### DO THIS
In each of the records below, swap "safety dashboard" for "park survey" and leave every other word unchanged.

### INFORMATION GIVEN
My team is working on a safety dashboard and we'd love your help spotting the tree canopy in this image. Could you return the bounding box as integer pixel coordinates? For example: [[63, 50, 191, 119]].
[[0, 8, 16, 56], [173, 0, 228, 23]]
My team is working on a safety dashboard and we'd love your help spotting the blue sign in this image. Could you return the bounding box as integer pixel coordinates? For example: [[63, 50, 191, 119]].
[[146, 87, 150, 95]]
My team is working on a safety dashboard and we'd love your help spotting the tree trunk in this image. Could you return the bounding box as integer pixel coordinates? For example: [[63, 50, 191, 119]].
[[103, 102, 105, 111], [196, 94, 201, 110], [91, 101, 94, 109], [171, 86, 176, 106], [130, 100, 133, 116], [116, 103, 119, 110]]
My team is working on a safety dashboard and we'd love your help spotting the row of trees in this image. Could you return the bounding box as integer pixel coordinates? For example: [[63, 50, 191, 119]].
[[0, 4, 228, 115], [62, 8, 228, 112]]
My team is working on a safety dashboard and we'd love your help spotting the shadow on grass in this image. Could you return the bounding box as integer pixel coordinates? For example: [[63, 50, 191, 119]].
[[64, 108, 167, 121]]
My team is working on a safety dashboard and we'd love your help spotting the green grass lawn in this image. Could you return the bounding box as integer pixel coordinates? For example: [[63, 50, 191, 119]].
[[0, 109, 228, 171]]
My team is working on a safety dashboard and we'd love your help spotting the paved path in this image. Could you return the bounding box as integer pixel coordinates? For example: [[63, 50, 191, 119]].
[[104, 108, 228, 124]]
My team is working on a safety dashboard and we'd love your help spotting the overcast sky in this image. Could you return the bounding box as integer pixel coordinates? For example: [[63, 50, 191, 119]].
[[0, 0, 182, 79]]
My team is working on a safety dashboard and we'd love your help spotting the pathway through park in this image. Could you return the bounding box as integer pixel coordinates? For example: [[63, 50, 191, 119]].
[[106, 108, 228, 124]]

### EXERCISE RESULT
My team is working on a park survey and we'd love your help spotting the tree canopy in this image. Could you return the bounding box as integer pixel coordinates? For example: [[63, 50, 191, 119]].
[[0, 8, 16, 56], [173, 0, 228, 23]]
My team is working on a park survey and we'd love your help spotting the blue sign in this image. Could you return the bounding box as integer pixel coordinates? For example: [[63, 50, 191, 119]].
[[146, 87, 150, 95]]
My team is working on a park survey and we'd love your help spotting the tree trunk in this image. Could you return the bounding box as integer pixel coordinates? For example: [[63, 50, 191, 119]].
[[103, 102, 105, 111], [196, 94, 201, 110], [91, 101, 94, 109], [171, 86, 176, 106], [130, 100, 133, 116], [116, 103, 119, 110]]
My team is working on a park survey and we'd love your help spotting the row of trees in this image. Could you return the bounding box as integer pixel coordinates? For example: [[63, 50, 191, 119]].
[[0, 4, 228, 115], [62, 8, 228, 112]]
My team is working on a park survey and we'd love your help spotting the shadow on grass in this image. Could you return the bounding box as integer pixel coordinates? For example: [[63, 50, 191, 119]].
[[64, 108, 167, 121]]
My team is working on a park survey and we'd love your help spotting the green grass lawn in this image. Could you return the bounding box as integer pixel coordinates? For example: [[63, 50, 191, 119]].
[[0, 109, 228, 171]]
My team is working on a park survey and we'd love your help spotting the paved path in this image. Could you return the bounding box as integer pixel coordinates? For example: [[63, 50, 191, 119]].
[[104, 108, 228, 124]]
My team is working on a park survey and we'd love your help spotting the overcast sky in this image. Could you return the bounding box as integer pixel coordinates? For example: [[63, 50, 191, 119]].
[[0, 0, 182, 79]]
My team is working on a park survey and we'd love your help spotting the pathway through park in this image. Could you return the bounding box as integer pixel coordinates? For example: [[63, 50, 191, 119]].
[[106, 108, 228, 124]]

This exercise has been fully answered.